— Start of Records to use —

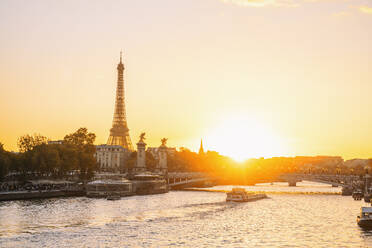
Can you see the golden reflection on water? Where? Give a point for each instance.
(185, 219)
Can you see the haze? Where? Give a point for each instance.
(252, 78)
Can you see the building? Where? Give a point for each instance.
(155, 151)
(112, 158)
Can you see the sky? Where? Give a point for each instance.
(252, 78)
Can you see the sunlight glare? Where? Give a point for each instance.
(241, 137)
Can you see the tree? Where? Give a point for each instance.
(83, 142)
(4, 162)
(28, 142)
(151, 162)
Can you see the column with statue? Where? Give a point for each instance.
(141, 154)
(162, 166)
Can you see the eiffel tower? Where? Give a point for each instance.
(119, 133)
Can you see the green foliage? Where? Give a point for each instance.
(28, 142)
(151, 162)
(83, 143)
(37, 158)
(4, 162)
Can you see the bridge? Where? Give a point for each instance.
(181, 179)
(334, 180)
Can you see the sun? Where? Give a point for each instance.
(241, 137)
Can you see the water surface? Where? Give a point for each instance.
(187, 219)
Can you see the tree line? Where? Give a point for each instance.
(73, 157)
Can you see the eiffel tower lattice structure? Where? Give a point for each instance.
(119, 133)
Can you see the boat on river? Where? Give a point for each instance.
(240, 195)
(357, 195)
(113, 197)
(365, 218)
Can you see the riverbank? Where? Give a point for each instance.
(43, 194)
(262, 192)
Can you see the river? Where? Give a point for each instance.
(303, 216)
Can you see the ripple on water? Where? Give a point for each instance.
(184, 219)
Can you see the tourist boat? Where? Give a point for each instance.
(365, 218)
(113, 197)
(357, 195)
(240, 195)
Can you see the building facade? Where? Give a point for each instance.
(112, 158)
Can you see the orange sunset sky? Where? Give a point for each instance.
(251, 77)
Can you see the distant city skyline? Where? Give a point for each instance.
(250, 78)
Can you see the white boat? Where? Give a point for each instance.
(240, 195)
(113, 197)
(365, 218)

— End of Records to use —

* [Exercise requirements]:
Repeat, with no changes, each line from the one with "Can you see the sun?" to the end of the listing, including both ends and nothing else.

* [Solution to this exercise]:
Can you see the sun? Where? Give a point for each instance.
(241, 137)
Can you see the water surface? Where? Give a point for each instance.
(187, 219)
Can you see the tree line? Where? Give a point for each instance.
(73, 157)
Can you see the eiffel tower lattice structure? Where? Give a point for each instance.
(119, 133)
Can you see the boat on river? Where? Give a point for each instance.
(240, 195)
(357, 195)
(113, 197)
(365, 218)
Can you see the riverbank? Where? Give a point for each instance.
(43, 194)
(262, 192)
Can you see the river? Where? Give a point for each instance.
(303, 216)
Can you see the ripple on water? Where? Give a point for each instance.
(184, 219)
Can you see the tourist boat? Where? Give a point for each instance.
(365, 218)
(113, 197)
(357, 195)
(240, 195)
Can you see the building facade? Where? Give a point for each instance.
(112, 158)
Can you see the orange sunset sky? Where? Give a point for each instance.
(251, 77)
Can you see the distant city skyline? Where? Give a point for each instance.
(250, 78)
Can you see the white boat? Where? Give a point for each instance.
(240, 195)
(113, 197)
(365, 218)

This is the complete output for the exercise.